WHAT THE EXERCISE ASKS:
Rewrite every line of the listing below, from the line containing "Can you spot the dark trousers?" through the end of the listing, and shift each x and y coordinate in the given points up by 72.

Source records

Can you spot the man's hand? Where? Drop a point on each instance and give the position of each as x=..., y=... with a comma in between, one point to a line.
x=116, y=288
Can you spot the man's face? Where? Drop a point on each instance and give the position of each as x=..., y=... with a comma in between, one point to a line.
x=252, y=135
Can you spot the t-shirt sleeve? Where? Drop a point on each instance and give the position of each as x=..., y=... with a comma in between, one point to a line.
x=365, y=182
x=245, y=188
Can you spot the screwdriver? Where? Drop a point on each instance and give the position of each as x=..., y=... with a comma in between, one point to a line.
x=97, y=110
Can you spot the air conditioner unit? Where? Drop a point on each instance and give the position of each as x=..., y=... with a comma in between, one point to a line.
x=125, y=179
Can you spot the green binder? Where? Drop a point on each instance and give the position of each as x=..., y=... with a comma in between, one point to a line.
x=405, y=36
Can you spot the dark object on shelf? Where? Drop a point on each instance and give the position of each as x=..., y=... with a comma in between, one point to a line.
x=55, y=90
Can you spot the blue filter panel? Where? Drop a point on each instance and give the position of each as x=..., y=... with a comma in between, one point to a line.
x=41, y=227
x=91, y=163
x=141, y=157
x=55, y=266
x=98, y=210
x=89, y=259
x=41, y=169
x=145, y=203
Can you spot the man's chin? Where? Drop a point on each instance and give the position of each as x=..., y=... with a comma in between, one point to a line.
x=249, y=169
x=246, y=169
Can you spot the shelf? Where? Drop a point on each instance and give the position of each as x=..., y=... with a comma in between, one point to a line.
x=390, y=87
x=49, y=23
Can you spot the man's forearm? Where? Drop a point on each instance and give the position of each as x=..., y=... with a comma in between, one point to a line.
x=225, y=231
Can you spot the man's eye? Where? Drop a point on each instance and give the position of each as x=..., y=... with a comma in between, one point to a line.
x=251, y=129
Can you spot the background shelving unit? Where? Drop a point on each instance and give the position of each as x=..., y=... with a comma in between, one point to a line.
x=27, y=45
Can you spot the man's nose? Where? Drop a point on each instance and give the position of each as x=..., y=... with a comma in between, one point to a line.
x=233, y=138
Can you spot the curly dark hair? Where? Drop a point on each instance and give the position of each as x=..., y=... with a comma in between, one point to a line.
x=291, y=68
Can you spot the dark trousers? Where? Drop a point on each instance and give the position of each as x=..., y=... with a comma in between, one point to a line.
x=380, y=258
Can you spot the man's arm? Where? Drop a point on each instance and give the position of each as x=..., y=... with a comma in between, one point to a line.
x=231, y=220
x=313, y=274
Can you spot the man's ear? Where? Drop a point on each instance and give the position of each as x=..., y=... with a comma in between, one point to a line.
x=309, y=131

TASK ANSWER:
Can you spot the dark trousers? Where? Drop a point on each instance and give the position of each as x=..., y=... with a comma in between, one point to a line.
x=452, y=330
Can you spot the man's arm? Where? Drop a point on each instance and give the position of each as x=..., y=... with a comma in between, one point to a line.
x=303, y=292
x=385, y=346
Can you spot the man's ear? Where? Drop a point on each instance and give the position of each as x=..., y=... with a comma in between, one point to a line.
x=381, y=203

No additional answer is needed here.